• **REQUEST**: Turn the lines below into a numbered list, starting at the line that contains "Pick out each instance of the toilet" and ending at the final line, both included. Leave out any blank lines.

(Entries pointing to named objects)

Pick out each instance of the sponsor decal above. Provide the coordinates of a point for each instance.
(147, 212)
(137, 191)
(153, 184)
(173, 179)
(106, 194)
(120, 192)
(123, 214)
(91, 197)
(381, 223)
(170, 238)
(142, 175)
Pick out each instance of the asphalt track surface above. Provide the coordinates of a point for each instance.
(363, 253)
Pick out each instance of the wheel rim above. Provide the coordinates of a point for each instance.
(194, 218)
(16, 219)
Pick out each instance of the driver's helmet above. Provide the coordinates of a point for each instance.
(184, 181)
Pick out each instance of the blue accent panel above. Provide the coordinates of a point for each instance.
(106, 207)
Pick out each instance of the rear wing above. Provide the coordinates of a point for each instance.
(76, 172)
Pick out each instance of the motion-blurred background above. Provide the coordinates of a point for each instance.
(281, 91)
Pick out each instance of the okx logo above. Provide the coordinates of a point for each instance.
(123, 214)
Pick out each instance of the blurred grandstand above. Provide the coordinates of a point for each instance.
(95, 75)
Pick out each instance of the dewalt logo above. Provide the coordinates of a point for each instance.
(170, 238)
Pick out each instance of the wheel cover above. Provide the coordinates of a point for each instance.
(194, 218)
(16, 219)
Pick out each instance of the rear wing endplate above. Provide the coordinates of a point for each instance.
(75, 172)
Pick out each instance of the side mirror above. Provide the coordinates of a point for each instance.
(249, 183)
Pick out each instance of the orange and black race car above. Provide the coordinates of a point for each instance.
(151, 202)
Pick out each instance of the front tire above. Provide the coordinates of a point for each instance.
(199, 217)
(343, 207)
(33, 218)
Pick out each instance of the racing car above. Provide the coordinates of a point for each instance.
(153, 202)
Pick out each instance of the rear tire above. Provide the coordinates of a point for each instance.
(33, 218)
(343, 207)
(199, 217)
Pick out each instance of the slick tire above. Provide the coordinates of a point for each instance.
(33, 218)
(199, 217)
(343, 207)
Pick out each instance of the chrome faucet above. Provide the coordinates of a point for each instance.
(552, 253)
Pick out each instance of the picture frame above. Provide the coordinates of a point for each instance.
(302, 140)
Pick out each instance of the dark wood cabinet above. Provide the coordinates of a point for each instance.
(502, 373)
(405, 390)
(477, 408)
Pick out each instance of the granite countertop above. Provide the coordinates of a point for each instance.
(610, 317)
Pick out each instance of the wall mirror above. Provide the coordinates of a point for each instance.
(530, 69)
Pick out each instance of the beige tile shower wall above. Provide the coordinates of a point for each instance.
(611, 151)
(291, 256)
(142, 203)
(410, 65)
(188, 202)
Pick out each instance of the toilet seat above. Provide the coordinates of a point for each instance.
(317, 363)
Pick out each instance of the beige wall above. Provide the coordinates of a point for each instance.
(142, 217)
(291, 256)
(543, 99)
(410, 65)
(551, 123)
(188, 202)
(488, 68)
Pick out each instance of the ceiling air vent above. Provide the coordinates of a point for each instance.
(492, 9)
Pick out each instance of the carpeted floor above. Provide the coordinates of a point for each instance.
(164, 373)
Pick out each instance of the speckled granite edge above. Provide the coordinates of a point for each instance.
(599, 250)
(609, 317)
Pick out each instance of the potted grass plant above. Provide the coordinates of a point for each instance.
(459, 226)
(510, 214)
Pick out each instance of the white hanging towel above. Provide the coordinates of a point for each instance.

• **REPLY**:
1. Pick out each instance of the toilet seat above. Provide the coordinates of a point for each instance.
2. (317, 363)
3. Pick out each instance of the beige wall above. Provide the coordinates of a point for each instance.
4. (142, 217)
5. (291, 256)
6. (543, 99)
7. (410, 65)
8. (551, 123)
9. (188, 202)
10. (488, 68)
11. Pick out each instance of the ceiling air vent above. Provide the coordinates of a point for each instance.
12. (492, 9)
13. Pick out each instance of the carpeted floor above. Provide the coordinates of a point for each instance.
14. (164, 373)
15. Pick out each instance of the speckled granite edge above. Provide the coordinates of a point for each instance.
16. (599, 250)
17. (609, 317)
18. Pick out each instance of the potted grass plant above. Provide the coordinates of a point for each instance.
19. (459, 226)
20. (510, 214)
21. Pick out each instance of the white hanging towel above. Provide the coordinates of a point for each instance.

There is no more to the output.